Directions for this task: Restate the material below word for word, from its first line to its last.

Records for this exercise:

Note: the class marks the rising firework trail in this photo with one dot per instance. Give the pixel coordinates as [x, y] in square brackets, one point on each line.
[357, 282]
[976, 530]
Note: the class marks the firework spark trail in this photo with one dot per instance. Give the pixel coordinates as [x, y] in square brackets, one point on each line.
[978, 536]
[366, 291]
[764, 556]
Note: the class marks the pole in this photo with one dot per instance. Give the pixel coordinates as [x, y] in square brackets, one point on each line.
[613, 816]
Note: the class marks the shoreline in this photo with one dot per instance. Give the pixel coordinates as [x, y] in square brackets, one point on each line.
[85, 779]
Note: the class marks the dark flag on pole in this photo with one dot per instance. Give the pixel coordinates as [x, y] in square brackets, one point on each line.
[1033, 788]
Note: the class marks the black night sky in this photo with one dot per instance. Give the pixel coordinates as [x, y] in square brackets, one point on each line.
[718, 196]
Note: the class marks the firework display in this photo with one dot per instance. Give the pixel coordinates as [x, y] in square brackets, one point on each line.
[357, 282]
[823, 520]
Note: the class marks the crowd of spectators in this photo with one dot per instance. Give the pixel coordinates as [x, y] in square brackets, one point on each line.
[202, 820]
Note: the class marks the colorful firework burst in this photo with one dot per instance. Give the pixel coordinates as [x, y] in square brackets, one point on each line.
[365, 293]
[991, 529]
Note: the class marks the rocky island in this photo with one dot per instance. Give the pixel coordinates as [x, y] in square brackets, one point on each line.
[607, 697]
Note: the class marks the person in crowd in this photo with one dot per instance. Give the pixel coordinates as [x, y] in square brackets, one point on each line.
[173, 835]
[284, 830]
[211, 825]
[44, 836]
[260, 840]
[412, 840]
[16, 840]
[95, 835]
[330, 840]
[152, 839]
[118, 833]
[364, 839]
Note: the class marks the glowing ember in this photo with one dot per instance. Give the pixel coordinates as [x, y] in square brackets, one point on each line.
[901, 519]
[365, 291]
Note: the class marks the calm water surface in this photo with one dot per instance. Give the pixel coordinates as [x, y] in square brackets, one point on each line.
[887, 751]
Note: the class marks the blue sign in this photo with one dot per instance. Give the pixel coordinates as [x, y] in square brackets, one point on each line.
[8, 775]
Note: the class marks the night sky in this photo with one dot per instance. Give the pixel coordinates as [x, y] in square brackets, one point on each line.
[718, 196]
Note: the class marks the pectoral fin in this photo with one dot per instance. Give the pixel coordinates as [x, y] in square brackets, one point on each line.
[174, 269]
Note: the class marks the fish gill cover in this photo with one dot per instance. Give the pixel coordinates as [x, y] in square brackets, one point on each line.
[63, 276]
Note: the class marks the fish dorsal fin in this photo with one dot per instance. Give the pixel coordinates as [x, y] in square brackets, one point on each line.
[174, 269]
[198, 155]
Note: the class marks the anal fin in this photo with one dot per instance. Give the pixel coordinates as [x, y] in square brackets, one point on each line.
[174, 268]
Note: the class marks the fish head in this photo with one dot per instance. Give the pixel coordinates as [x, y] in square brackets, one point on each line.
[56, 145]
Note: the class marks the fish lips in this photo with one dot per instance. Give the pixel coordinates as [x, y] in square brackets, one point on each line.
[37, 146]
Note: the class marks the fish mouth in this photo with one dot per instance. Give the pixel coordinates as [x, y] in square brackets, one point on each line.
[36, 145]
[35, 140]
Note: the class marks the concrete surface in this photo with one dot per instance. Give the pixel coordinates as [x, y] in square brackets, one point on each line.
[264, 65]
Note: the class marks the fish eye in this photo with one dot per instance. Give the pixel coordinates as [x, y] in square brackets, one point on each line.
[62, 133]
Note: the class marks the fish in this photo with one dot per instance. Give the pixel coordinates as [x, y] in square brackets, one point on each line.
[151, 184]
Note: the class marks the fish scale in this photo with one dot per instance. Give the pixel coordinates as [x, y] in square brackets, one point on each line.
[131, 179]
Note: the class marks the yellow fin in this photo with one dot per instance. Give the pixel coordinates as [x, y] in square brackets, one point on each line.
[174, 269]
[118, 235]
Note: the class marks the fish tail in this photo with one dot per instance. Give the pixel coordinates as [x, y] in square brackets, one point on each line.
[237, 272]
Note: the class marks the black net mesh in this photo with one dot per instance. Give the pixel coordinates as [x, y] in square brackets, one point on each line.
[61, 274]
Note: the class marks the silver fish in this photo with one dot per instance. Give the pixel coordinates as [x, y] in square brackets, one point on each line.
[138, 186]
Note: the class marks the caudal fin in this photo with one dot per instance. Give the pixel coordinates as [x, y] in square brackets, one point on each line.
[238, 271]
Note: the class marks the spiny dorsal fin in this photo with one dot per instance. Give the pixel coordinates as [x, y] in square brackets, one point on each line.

Task response:
Note: the class marks the rising firework trail in this photo with one dot per instance. Give the pixel coordinates as [x, y] in square brackets, one point on each line.
[357, 282]
[976, 530]
Note: the class marks the firework spark trail in this photo with one dot per instance. Give the pixel coordinates as [x, y] in square brackets, one point on each line.
[978, 536]
[366, 291]
[764, 556]
Note: the class marks the pole in this photo with one dot per instance. Give the pixel coordinates as [x, y] in square brackets, one point on each line.
[613, 816]
Note: the class marks the shoreline in this photo with one dot per instance. Give the pixel coordinates as [x, y] in square brackets, one point on each line.
[85, 779]
Note: the class marks the dark flag on pole in this photo with one dot per instance. Give the pixel coordinates as [x, y] in square brackets, one point on each line.
[1033, 788]
Note: the class marks the black night sky in this photo with one dot per instance. Give the pixel coordinates as [x, y] in square brackets, one point on each line.
[718, 196]
Note: the class marks the firework display in this photo with one dot per instance. Give the pixel coordinates as [x, y] in square brackets, one point on each line.
[357, 282]
[823, 520]
Note: the class marks the crowd of spectators in this photo with one dot per instance. Give the pixel coordinates as [x, y] in square brackets, one point on each line.
[202, 820]
Note: the class marks the colorful firework burst in this photo with one dot per instance. Give the pixel coordinates as [x, y] in square brackets, one point on each line.
[365, 293]
[991, 529]
Note: the class marks the rocky island in this photo with one dot per instance. Give the pixel coordinates as [x, y] in square brackets, one point on each line.
[607, 697]
Note: the class marks the person in crowd in this photo with one dot per instance. Give the pixel coordinates as [x, y] in square brackets, one point on each line.
[173, 835]
[284, 830]
[211, 825]
[44, 836]
[260, 840]
[412, 840]
[16, 840]
[95, 835]
[330, 840]
[152, 839]
[118, 833]
[364, 839]
Note: the class marks the glowing ember in this photo with one dot per instance. Give the pixel coordinates as [x, y] in square brackets, one point on each line.
[901, 519]
[365, 291]
Note: the class marks the calm water surface in this photo with one dot per instance. Give the pixel coordinates as [x, y] in square brackets, one point on each line.
[887, 751]
Note: the class marks the blue sign in this photo with one dot per instance. Give the pixel coordinates as [x, y] in square brackets, one point on each line.
[8, 775]
Note: the class marks the night sky in this photo with one dot per instance. Give the pixel coordinates as [x, y] in square brackets, one point on each line.
[718, 196]
Note: the class marks the pectoral fin in this photo with one dot per instance. Give the pixel coordinates as [x, y] in square brackets, one point on each line.
[174, 269]
Note: the class marks the fish gill cover in this photo with one dot per instance. Give the pixel coordinates as [x, y] in square brackets, one point on each line.
[63, 276]
Note: the class marks the fish dorsal fin in this photo with one dot per instance. Give the pixel coordinates as [x, y] in square brackets, one point on each line.
[174, 269]
[198, 155]
Note: the class marks the anal fin in this photo with one dot per instance. Give the pixel coordinates as [x, y] in square brackets, one point on each line.
[174, 268]
Note: the class marks the fish head in this photo with one dot per instance. Give the pixel coordinates as [x, y] in square brackets, one point on each line.
[56, 145]
Note: the class marks the fish lips in this photo with one dot per instance. Give the pixel coordinates as [x, y] in square brackets, one point on each line.
[37, 146]
Note: the class marks the fish mouth in this photo with one dot per instance. Give the pixel coordinates as [x, y] in square brackets, one point on each line.
[36, 145]
[35, 140]
Note: the class marks the concrete surface in this photo with one dot per instance. Give the pixel coordinates as [x, y] in square brackets, one point on each line.
[264, 65]
Note: the class marks the fish eye in this photo with one dot per instance. Give the pixel coordinates as [x, y] in square brackets, one point on each line.
[62, 133]
Note: the class marks the fish in this photo with one dot per instance. Give the pixel coordinates as [x, y] in square brackets, one point on each line.
[151, 184]
Note: the class marks the fish scale in this photo with one dot per instance. Give the pixel coordinates as [x, y] in square brackets, one point on each line.
[131, 179]
Note: the class marks the yellow fin in this photo with one dot per instance. Give the pixel coordinates as [x, y] in square brackets, one point on each line.
[174, 269]
[118, 235]
Note: the class marks the fish tail in this photo with one dot per instance. Give the pixel coordinates as [x, y] in square brackets, one point on each line.
[237, 272]
Note: the class marks the black net mesh in this photo with one dot per instance. Give the pixel coordinates as [x, y] in square brackets, one point on each line.
[61, 274]
Note: the class marks the silver fish in this photo with one dot per instance. Give the pixel coordinates as [x, y] in square brackets, one point on each line.
[138, 186]
Note: the class marks the caudal fin in this photo with one dot per instance. Give the pixel coordinates as [x, y] in square brackets, one point on each line.
[238, 271]
Note: the class marks the spiny dorsal fin in this photo with one dot per instance. Give the pixel coordinates as [x, y] in square brackets, one point on each line.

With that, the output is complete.